Items from a data source
────────────────
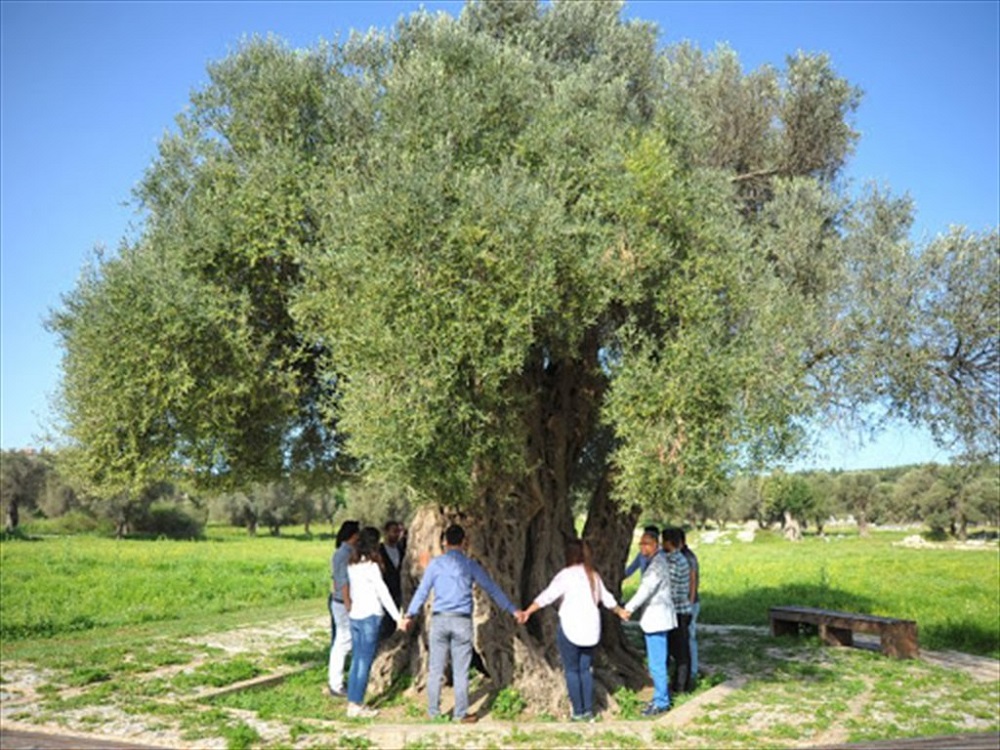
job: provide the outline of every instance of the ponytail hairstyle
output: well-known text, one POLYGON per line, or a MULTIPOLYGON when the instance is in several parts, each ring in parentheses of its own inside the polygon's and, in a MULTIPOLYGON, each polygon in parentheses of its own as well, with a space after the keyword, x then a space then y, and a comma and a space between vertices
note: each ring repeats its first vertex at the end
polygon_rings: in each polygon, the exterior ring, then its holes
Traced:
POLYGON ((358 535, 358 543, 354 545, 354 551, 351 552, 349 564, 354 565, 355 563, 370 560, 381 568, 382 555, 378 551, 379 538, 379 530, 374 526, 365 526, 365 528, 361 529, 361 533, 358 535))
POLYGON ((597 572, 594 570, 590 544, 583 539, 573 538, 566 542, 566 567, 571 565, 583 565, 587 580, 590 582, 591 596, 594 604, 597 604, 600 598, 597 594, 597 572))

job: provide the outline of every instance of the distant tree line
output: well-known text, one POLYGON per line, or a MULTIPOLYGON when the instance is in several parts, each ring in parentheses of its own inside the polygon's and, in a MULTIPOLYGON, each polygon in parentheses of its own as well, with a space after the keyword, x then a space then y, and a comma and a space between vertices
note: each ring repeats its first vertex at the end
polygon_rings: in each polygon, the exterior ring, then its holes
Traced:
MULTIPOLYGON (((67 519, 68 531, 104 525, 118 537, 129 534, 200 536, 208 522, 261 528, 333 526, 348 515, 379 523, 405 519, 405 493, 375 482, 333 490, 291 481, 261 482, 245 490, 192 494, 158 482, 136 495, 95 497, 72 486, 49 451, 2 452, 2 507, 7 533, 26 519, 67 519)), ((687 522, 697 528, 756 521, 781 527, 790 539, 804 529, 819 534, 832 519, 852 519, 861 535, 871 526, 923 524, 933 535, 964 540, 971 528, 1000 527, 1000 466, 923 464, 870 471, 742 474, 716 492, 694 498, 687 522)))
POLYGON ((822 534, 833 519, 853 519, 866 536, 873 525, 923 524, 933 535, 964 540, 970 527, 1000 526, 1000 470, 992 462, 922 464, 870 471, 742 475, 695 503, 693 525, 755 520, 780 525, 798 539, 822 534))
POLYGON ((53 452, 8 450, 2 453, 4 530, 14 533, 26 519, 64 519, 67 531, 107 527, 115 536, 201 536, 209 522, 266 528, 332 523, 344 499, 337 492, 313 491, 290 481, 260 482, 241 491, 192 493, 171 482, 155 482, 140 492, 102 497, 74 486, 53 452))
────────────────
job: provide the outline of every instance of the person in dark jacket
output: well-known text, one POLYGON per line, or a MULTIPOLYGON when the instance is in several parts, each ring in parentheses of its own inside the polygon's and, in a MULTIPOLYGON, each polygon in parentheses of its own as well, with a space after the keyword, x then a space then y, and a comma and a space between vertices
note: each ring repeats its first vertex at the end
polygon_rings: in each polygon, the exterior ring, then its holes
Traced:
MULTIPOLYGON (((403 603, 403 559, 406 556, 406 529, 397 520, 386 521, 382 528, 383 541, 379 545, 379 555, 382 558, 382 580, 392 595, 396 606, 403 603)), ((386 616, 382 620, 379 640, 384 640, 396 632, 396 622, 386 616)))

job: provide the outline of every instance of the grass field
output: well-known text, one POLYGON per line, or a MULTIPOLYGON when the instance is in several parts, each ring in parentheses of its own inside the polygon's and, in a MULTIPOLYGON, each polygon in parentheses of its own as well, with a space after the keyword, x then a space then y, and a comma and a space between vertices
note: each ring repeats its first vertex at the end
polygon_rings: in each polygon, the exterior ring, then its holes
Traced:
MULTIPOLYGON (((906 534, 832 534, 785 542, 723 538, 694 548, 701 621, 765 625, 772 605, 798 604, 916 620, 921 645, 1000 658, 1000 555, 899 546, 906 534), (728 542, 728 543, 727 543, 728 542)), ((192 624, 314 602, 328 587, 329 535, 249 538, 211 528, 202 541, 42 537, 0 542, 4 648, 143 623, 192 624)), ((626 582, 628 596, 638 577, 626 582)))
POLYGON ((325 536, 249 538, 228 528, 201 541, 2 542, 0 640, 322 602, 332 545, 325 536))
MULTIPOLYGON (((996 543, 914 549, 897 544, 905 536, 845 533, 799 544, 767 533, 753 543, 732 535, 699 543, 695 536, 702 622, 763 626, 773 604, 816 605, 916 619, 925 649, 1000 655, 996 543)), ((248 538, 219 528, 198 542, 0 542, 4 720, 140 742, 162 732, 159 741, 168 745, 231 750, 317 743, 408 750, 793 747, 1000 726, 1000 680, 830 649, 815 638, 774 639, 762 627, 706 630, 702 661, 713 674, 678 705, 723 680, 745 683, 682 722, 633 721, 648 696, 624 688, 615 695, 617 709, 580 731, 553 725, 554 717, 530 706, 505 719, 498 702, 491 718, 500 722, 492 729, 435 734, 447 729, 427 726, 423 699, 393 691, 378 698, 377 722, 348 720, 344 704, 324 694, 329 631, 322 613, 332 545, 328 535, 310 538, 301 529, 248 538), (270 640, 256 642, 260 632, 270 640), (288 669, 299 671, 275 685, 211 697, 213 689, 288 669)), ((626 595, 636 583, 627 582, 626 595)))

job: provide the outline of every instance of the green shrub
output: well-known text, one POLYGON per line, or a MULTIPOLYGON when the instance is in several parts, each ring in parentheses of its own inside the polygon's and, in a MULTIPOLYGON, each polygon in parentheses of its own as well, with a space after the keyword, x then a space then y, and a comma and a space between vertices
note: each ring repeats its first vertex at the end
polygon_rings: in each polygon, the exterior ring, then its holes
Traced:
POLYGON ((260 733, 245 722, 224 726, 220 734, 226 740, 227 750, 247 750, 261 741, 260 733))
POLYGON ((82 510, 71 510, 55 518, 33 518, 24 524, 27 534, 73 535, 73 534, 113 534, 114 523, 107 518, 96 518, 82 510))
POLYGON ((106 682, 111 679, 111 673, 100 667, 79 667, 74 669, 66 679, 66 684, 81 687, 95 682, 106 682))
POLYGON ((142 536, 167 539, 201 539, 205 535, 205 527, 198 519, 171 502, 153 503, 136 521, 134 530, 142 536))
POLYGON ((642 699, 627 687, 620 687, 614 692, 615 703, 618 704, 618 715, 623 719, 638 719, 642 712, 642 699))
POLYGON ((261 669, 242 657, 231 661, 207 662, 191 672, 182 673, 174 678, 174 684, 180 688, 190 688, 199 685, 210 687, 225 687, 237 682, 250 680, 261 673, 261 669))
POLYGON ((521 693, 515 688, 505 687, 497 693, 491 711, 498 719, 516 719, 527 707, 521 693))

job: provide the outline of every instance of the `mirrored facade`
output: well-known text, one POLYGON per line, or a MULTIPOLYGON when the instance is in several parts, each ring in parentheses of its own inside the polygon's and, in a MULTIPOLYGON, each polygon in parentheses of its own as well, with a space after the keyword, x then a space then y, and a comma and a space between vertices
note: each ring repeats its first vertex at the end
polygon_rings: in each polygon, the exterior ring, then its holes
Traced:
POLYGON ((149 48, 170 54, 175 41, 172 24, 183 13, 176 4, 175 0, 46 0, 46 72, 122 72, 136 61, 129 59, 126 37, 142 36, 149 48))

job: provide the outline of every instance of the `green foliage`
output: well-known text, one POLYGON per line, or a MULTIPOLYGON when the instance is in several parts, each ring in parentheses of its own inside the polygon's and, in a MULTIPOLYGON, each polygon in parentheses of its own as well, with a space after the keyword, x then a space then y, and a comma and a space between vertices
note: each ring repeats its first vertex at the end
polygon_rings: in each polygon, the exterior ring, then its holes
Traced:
────────────────
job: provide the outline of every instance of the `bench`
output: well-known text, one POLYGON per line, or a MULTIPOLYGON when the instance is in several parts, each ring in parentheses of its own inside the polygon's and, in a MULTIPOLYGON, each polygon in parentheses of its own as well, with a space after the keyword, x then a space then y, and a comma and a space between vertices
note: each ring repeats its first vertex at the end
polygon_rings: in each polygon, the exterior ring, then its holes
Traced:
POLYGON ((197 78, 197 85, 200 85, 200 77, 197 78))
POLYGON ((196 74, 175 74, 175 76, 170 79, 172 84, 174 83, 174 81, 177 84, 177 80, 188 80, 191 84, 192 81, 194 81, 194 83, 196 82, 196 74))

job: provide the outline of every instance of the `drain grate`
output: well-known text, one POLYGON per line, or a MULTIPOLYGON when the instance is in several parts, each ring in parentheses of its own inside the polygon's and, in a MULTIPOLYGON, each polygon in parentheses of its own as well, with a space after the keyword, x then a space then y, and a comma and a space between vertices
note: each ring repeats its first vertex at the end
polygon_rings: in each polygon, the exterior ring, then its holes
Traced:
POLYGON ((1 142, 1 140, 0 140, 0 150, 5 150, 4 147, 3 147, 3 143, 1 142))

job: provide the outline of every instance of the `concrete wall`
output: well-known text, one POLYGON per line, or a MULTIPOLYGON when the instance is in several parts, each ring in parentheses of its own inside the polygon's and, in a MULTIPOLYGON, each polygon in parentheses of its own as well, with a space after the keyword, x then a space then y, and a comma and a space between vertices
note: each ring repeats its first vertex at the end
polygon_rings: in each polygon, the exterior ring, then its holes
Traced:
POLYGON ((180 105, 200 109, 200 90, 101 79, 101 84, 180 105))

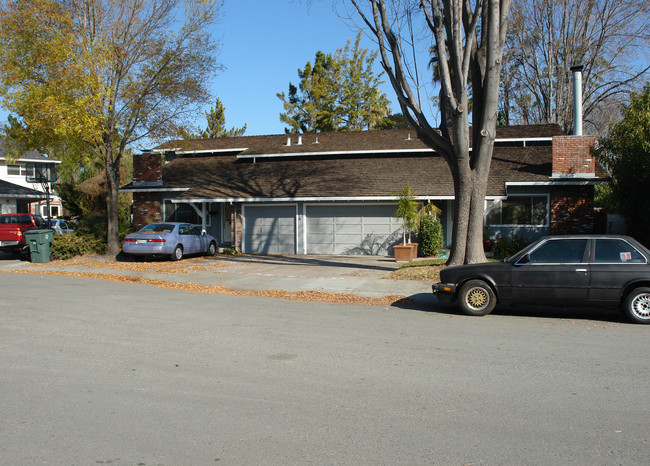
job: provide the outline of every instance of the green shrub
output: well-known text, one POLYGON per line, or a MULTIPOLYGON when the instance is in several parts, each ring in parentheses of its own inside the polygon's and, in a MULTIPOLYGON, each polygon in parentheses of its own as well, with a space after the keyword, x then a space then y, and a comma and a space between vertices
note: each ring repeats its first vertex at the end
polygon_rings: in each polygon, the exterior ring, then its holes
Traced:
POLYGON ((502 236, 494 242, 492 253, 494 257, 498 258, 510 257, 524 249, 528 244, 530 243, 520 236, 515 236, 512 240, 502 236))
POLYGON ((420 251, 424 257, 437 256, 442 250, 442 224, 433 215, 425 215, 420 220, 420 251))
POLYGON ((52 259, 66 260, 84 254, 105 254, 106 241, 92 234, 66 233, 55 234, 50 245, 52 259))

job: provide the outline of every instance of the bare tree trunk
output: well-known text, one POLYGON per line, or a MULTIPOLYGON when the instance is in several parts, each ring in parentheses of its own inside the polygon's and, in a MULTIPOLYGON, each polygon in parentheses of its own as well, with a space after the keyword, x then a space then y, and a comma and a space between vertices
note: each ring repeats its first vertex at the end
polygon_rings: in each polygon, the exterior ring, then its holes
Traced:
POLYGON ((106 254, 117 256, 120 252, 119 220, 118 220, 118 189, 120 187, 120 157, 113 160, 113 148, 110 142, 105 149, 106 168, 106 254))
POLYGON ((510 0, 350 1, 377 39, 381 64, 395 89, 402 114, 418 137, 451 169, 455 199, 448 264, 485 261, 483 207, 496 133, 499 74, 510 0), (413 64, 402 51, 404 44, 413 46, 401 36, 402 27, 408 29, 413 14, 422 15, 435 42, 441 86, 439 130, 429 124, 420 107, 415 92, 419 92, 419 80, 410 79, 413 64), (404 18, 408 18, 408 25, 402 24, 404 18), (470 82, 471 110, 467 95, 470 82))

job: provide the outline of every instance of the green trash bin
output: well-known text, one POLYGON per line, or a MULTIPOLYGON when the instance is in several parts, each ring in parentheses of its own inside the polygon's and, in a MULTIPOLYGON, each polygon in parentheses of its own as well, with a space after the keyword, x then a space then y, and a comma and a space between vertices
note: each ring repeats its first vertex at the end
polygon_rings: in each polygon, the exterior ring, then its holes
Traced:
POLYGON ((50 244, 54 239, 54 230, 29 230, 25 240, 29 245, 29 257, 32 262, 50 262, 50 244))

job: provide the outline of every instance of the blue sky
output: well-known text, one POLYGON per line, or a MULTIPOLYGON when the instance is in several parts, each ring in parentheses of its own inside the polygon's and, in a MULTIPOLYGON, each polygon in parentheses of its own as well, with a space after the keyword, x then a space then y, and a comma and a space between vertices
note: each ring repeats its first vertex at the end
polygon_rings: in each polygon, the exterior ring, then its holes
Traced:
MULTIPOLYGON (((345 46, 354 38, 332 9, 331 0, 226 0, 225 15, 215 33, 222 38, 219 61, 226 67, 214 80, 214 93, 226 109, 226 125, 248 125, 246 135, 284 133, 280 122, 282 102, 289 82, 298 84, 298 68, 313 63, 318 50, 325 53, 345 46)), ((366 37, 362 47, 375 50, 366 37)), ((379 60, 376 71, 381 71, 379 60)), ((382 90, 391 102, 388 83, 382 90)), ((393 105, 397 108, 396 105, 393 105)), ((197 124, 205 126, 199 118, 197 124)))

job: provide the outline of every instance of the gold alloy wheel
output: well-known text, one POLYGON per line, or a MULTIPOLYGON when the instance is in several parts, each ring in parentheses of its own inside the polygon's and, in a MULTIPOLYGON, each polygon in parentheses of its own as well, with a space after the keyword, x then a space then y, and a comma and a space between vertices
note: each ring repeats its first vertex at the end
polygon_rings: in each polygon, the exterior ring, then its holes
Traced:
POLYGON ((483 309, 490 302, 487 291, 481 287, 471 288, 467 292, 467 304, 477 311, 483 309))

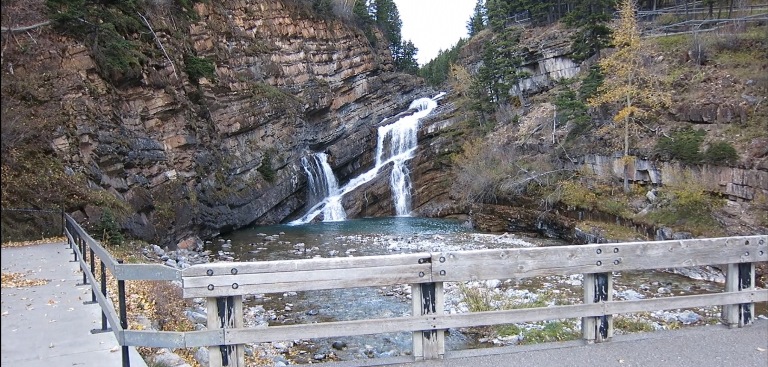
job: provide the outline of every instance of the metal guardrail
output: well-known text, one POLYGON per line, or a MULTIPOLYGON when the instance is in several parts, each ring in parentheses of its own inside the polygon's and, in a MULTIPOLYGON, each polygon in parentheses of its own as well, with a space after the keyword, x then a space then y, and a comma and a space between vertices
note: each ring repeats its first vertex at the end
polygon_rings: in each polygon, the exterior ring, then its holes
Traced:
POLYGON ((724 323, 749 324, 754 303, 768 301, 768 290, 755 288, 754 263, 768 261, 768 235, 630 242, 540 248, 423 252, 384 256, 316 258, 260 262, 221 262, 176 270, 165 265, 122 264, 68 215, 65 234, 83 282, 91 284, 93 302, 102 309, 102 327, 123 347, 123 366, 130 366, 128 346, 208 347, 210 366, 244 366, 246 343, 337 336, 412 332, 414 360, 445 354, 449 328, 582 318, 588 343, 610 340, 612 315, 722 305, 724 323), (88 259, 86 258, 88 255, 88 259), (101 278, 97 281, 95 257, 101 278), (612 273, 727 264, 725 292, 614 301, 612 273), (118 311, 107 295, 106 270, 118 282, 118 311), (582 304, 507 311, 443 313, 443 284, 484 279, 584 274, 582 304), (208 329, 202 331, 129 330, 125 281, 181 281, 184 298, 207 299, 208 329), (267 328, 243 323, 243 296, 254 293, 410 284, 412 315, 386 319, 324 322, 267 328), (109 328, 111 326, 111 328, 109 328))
────────────────
What the task asks: Lines from the entries that contain the string "tree" must be found and copied.

Answer below:
job: provide the outline of every instance of the distant tree line
job: provide the outline of every instance of the bare tree trunk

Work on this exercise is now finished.